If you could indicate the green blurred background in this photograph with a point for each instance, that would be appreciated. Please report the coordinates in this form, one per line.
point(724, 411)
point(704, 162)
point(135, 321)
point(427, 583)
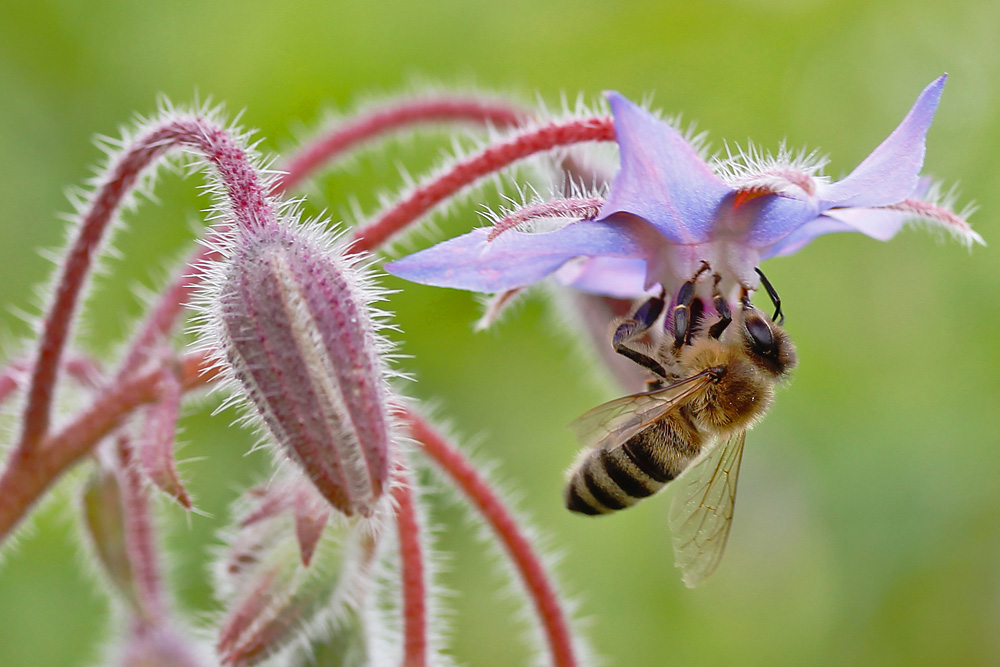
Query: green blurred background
point(868, 528)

++++

• [Your instructions] Reproduce the material above word for word, leaving out the picture.

• [Response to this task]
If you could indicate the green blurred background in this photograph with a point for each instance, that would be appreciated. Please report the coordinates in this form, one per line.
point(724, 411)
point(704, 162)
point(135, 321)
point(427, 583)
Query: green blurred background
point(868, 528)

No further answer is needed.